__Work task__
The line containing "Target: dryer knob" and every line after it, through the last one below: output exactly these and nothing else.

[Exercise materials Boundary: Start]

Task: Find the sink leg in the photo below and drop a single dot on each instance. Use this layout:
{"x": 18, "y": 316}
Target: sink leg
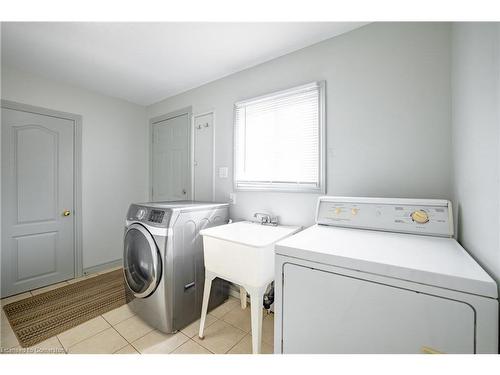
{"x": 256, "y": 296}
{"x": 206, "y": 296}
{"x": 243, "y": 298}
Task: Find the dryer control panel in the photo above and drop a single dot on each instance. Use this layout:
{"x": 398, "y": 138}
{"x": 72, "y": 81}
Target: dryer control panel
{"x": 431, "y": 217}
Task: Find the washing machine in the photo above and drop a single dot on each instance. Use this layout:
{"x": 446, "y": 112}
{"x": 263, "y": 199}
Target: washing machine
{"x": 377, "y": 275}
{"x": 163, "y": 261}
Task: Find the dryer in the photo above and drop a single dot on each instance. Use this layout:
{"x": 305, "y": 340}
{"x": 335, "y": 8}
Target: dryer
{"x": 163, "y": 261}
{"x": 381, "y": 275}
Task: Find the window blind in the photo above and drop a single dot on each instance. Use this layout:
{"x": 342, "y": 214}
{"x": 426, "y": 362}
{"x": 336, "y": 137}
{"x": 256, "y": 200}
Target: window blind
{"x": 278, "y": 140}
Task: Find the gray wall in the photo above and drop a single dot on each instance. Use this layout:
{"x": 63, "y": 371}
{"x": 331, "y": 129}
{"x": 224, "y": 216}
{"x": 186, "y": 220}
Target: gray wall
{"x": 388, "y": 115}
{"x": 114, "y": 158}
{"x": 476, "y": 140}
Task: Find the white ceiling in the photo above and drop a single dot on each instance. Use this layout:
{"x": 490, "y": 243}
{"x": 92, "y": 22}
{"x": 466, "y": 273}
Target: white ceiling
{"x": 147, "y": 62}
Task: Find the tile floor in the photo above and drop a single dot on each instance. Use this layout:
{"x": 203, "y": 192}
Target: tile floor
{"x": 120, "y": 331}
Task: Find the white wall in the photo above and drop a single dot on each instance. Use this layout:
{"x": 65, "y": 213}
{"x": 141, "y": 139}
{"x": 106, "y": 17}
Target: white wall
{"x": 114, "y": 158}
{"x": 388, "y": 115}
{"x": 476, "y": 140}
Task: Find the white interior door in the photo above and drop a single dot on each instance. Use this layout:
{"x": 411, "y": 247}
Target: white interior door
{"x": 37, "y": 201}
{"x": 204, "y": 157}
{"x": 171, "y": 172}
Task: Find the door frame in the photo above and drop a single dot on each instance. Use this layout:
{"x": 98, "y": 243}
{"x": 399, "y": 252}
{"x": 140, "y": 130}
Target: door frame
{"x": 153, "y": 121}
{"x": 77, "y": 171}
{"x": 201, "y": 114}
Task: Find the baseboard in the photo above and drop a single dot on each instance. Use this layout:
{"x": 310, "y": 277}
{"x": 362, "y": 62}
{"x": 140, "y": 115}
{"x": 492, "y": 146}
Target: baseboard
{"x": 102, "y": 267}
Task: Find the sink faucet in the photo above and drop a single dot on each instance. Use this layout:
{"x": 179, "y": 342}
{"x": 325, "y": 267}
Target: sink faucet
{"x": 266, "y": 219}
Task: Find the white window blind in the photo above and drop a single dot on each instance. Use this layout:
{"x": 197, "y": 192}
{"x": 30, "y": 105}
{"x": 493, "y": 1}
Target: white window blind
{"x": 278, "y": 140}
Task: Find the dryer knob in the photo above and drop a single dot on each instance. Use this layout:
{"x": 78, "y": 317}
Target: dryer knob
{"x": 420, "y": 216}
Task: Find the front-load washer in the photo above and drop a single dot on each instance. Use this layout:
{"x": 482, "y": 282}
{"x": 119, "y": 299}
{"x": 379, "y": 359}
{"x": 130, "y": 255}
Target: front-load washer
{"x": 378, "y": 275}
{"x": 163, "y": 261}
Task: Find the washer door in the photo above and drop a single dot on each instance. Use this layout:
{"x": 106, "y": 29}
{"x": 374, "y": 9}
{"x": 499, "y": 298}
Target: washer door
{"x": 142, "y": 261}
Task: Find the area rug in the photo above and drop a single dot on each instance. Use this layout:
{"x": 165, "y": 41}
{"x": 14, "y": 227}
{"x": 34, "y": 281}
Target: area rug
{"x": 40, "y": 317}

[Exercise materials Boundary: End]

__Written answer__
Target: dryer knob
{"x": 420, "y": 216}
Task: Find the front-load washer in the photo above and drop a single dot on each instance. Use this layout:
{"x": 482, "y": 282}
{"x": 119, "y": 299}
{"x": 379, "y": 359}
{"x": 130, "y": 255}
Target: front-load washer
{"x": 378, "y": 275}
{"x": 163, "y": 261}
Task: Find the washer door in the photo above and drop a single dot on each instance. Use this layout:
{"x": 106, "y": 29}
{"x": 374, "y": 9}
{"x": 499, "y": 298}
Target: washer door
{"x": 142, "y": 261}
Task: Find the area rug in the photo above and drop a single dot on each instance. Use this layout:
{"x": 165, "y": 41}
{"x": 14, "y": 227}
{"x": 34, "y": 281}
Target: area rug
{"x": 40, "y": 317}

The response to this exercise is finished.